Supplied text: Begin

The Vaccine Surveillance Report from the UKHSA has for much of its existence been a bit of an oddity – it is very strong on telling everyone that the Covid vaccines are most definitely wonderful, but rather weak on actually providing any surveillance.
So imagine my surprise when in the most recent publication there was a little section tucked away near the end of the document reporting the number of hospitalisations for Covid by vaccination status. These data were gathered from the SARI-watch system, a nationwide surveillance system for England that gathers data on Severe Acute Respiratory Infections – thus these particular data are for those testing positive and who are being treated for a respiratory infection severe enough to warrant hospitalisation (i.e., for not with Covid as a primary diagnosis).
Of course, the big problem with raw numbers such as in the table above is that it doesn’t factor in the numbers in the population for each age group and vaccination status; in order to gain a more useful understanding of the situation it is necessary to factor in the impact of population. Actually doing this is made more complex, however, because there are no official data on the number of unvaccinated in the U.K. – all we know is the number vaccinated and by how many doses and thus we need to use an estimate of the population for England to obtain the number unvaccinated. Many official data sources use the ONS estimate of the population – this is unsatisfactory as for a few age ranges there are more people vaccinated in the country than the ONS estimates are in the country. An alternative estimate of the population is to be found in the National Immunisation Management Service dataset, based on the number of people registered for healthcare in England. This dataset shows that around 19% of the adult population in the U.K. is unvaccinated – this is broadly compatible with (albeit still somewhat below) the survey undertaken by the BBC that showed that approximately one quarter (25%) of the adult population in the U.K. were unvaccinated.
Given the NIMS data on vaccination status for England we can thus calculate the hospitalisation rate per 100,000 population for the 90 day period covered in Table 13a in the UKHSA Vaccine Surveillance Report.
A few points immediately stand out:
- The hospitalisation rate by vaccination status for those aged under 40 is remarkably constant – for this age group the vaccines don’t appear to offer any benefit.
- For all ages the hospitalisation rate in the triple vaccinated is broadly similar to the unvaccinated.
- The higher hospitalisation rates seen in all age groups above 40 for those having received only one or two doses of vaccine is troubling.
The data for Table 13b in the UKHSA Vaccine Surveillance Report shows a similar trend, albeit with a bit more statistical variability due to the low numbers.

Supplied text: End
Given records: Begin

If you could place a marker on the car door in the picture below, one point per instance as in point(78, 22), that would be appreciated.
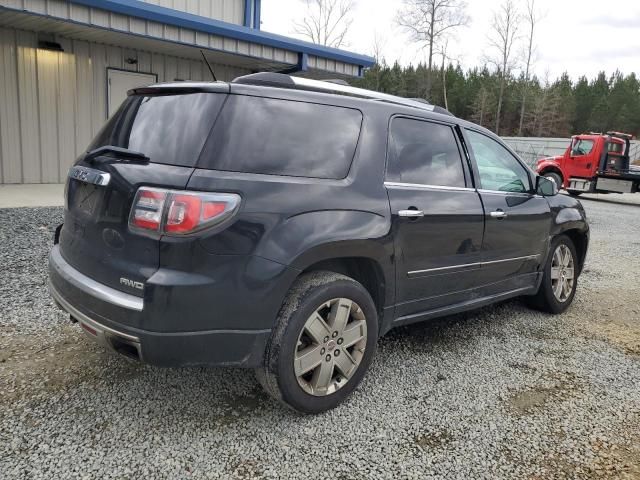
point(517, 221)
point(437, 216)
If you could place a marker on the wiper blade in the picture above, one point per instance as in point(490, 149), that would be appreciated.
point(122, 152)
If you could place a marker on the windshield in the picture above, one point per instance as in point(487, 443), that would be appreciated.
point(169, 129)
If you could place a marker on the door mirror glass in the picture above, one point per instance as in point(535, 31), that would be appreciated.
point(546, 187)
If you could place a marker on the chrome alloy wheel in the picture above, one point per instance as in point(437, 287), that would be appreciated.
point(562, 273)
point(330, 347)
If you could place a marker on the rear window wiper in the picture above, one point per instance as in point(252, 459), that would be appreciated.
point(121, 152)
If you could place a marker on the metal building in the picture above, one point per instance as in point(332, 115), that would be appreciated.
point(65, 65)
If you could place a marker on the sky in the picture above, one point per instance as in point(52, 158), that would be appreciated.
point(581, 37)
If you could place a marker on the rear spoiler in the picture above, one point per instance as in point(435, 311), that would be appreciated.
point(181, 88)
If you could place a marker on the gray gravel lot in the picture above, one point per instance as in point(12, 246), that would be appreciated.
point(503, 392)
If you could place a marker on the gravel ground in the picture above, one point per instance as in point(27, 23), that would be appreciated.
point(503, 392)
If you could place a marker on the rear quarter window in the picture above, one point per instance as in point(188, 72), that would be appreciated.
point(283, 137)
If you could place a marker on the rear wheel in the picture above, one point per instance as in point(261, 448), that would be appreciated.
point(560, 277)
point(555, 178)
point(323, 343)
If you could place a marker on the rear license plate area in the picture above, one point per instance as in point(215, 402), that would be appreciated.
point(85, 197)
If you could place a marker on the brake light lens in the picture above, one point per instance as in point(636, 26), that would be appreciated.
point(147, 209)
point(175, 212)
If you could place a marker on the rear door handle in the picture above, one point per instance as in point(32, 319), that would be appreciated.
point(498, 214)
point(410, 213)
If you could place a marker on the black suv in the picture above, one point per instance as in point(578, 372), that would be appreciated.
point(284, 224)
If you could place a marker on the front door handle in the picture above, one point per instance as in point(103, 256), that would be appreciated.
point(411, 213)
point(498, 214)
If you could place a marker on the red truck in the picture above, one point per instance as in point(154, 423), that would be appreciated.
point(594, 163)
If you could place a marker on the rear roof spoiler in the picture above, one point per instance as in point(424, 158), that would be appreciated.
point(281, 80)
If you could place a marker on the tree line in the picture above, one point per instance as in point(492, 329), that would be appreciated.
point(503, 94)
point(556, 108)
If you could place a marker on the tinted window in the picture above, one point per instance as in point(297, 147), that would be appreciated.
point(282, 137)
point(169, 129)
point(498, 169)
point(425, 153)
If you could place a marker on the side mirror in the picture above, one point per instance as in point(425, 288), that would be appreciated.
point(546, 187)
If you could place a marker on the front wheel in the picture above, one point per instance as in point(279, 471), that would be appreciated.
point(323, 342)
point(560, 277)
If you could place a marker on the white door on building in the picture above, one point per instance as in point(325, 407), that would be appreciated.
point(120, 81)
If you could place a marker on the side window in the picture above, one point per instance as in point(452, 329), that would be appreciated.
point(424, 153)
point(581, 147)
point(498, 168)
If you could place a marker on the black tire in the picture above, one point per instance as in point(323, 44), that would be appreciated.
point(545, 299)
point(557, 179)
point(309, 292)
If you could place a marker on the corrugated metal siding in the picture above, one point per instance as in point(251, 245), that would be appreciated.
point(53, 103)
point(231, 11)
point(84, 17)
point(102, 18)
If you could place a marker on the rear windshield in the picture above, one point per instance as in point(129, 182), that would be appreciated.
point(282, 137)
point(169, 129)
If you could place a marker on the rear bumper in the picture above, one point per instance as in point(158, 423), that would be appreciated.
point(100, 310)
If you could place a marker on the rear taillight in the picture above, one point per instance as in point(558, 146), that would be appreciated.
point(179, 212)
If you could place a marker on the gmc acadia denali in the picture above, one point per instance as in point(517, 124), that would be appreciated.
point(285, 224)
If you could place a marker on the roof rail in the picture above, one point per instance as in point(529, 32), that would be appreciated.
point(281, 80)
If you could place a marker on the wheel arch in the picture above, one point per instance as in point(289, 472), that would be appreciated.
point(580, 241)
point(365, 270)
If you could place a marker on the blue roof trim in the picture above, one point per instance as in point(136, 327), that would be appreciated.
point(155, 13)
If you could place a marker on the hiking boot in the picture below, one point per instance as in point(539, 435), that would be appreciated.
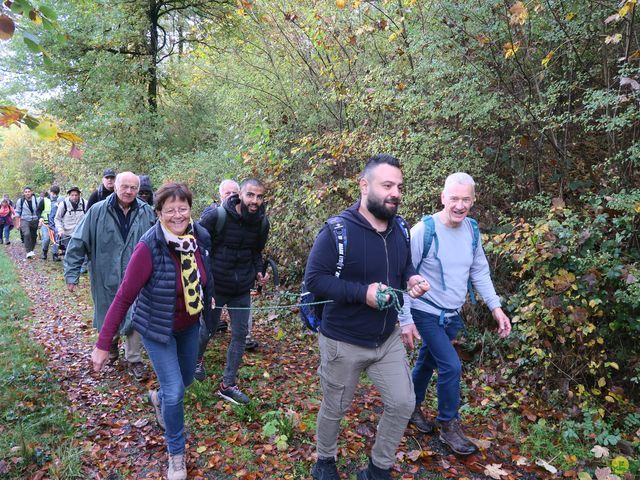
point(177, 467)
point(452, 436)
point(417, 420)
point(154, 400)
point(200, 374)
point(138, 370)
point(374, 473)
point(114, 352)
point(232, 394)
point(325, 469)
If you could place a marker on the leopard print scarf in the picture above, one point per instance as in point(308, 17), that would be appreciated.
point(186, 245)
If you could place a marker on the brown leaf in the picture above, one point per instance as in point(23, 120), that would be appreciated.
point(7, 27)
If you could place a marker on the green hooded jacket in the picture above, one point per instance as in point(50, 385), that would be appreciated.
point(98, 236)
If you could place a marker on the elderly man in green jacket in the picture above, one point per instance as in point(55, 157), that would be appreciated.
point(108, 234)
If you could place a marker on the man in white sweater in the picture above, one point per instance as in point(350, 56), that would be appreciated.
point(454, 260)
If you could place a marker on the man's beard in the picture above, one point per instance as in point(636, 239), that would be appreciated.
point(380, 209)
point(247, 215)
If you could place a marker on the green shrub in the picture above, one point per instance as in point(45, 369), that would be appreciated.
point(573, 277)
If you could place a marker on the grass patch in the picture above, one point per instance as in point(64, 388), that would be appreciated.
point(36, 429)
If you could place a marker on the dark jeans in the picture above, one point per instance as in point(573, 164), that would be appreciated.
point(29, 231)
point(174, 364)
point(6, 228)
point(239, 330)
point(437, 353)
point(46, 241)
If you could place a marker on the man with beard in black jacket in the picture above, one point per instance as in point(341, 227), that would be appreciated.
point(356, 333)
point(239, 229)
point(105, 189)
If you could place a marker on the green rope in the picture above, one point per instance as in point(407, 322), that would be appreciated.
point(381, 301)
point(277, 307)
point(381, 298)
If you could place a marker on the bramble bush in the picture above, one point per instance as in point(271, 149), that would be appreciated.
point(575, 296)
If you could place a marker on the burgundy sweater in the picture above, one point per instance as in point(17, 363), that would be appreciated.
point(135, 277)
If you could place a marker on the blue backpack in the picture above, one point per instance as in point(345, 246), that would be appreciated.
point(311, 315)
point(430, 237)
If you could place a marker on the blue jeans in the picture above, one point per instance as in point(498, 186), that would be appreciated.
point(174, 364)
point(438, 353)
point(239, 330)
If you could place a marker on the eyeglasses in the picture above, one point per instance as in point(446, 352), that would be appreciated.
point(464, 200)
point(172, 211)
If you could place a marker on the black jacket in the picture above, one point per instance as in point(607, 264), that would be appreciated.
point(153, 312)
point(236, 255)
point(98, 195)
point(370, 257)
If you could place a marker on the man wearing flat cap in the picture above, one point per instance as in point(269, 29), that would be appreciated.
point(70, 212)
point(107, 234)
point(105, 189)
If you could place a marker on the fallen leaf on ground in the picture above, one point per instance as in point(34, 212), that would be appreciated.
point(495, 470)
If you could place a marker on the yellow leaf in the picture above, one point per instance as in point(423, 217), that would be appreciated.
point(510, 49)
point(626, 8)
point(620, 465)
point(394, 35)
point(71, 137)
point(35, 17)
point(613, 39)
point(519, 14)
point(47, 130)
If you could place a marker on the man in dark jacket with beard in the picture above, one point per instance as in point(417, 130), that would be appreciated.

Given records: End

| Problems to work on |
[1] In the Covid hospitalisation text, reproduce the passage between "- For all ages" and "vaccine is troubling.", inclusive, switching "troubling" to "concerning".
[2] Please translate this sentence from the Covid hospitalisation text into Spanish: "The data for Table 13b in the UKHSA Vaccine Surveillance Report shows a similar trend, albeit with a bit more statistical variability due to the low numbers."
[3] Answer these questions from the Covid hospitalisation text:
(a) From which surveillance system were the hospitalisation data gathered?
(b) According to the National Immunisation Management Service dataset, about what percentage of the adult population is unvaccinated?
(c) For which age group is the hospitalisation rate by vaccination status described as remarkably constant?

| Replies |
[1]
- For all ages the hospitalisation rate in the triple vaccinated is broadly similar to the unvaccinated.
- The higher hospitalisation rates seen in all age groups above 40 for those having received only one or two doses of vaccine is concerning.

[2] Los datos de la Tabla 13b del Informe de Vigilancia de Vacunas de la UKHSA muestran una tendencia similar, aunque con algo más de variabilidad estadística debido a las cifras bajas.

[3]
(a) The SARI-watch system
(b) Around 19%
(c) Those aged under 40